Text provided:
---+---

The Lebanese atrocities toward the Palestinians have been tolerated by the international community, not only by the media. Today, while some Israeli military commanders have to think twice, in fear of legal consequences, before they visit London or Brussels, well-known Lebanese leaders who had directly participated in mass killings of Palestinian civilians, during and after the Lebanese civil war, are becoming world-respected political figures – Nabih Berri, for example, the leader of Amal Shi’ite militia who enforced a multi-year siege on Palestinian camps, cutting water access and food supplies to them. The Palestinians underBerri’s siege were reported to be consuming rats and dogs to survive. Nonetheless, he has been the undisputed speaker of the Lebanese parliament for a long time. He travels frequently to Europe and criticizes Israel for its “crimes against the Palestinians” on every occasion.

MANY OTHER Arab countries are no different than Lebanon in their ill-treatment and discrimination against the Palestinians. Why do the media choose to ignore those and focus only on Israel? While the security wall being built by Israel has become a symbol of “apartheid” in the global media, they almost never address the actual walls and separation barriers that have been isolating Palestinian refugee camps in Arab countries for decades.

While Palestinians targeted by the IDF are mostly fighters pledging war on Israel, the world swiftly overlooked the Sabra and Shatila massacre in which Lebanese Christian and Shi’ite militiamen butchered thousands of Palestinian women and children. Unsurprisingly, the international media accused Israel of being responsible for the massacre, despite the fact that live testimonies aired by Al-Jazeera satellite television a few years ago show massacre survivors confirming that IDF commanders and soldiers had nothing to do with the killing.

---+---

Aim a:
Reproduce the stretch from "While Palestinians targeted" through "with the killing." in the passage on the treatment of Palestinians.

---+---

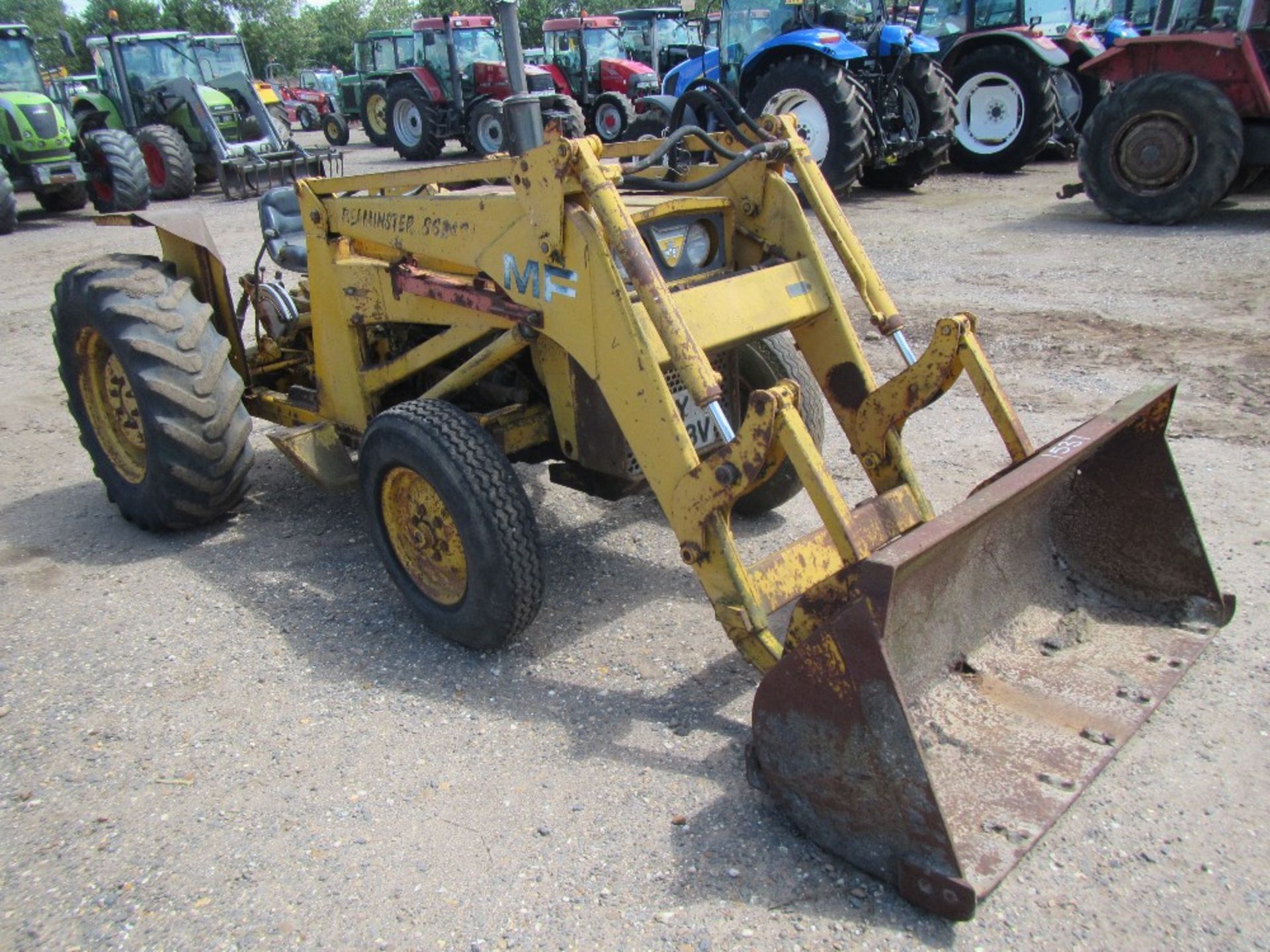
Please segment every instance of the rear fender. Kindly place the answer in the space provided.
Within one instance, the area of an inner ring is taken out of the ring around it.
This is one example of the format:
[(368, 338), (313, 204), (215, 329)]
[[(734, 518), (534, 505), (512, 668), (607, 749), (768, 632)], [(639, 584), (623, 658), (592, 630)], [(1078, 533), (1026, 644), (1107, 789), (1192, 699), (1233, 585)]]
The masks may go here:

---+---

Aim b:
Write out every line of the records above, word for word, but leave the pictures out of your answer.

Exercise answer a:
While Palestinians targeted by the IDF are mostly fighters pledging war on Israel, the world swiftly overlooked the Sabra and Shatila massacre in which Lebanese Christian and Shi’ite militiamen butchered thousands of Palestinian women and children. Unsurprisingly, the international media accused Israel of being responsible for the massacre, despite the fact that live testimonies aired by Al-Jazeera satellite television a few years ago show massacre survivors confirming that IDF commanders and soldiers had nothing to do with the killing.

Exercise answer b:
Please segment every instance of the rear fender. Kindly place the answer in the space provided.
Within one instance, the area of an inner ring is taken out of the ring around it.
This is one example of the format:
[(368, 338), (313, 204), (215, 329)]
[[(734, 518), (534, 505), (512, 668), (607, 749), (768, 632)], [(639, 584), (623, 658), (592, 630)], [(1078, 533), (1026, 644), (1107, 789), (1192, 699), (1233, 585)]]
The masks may go here:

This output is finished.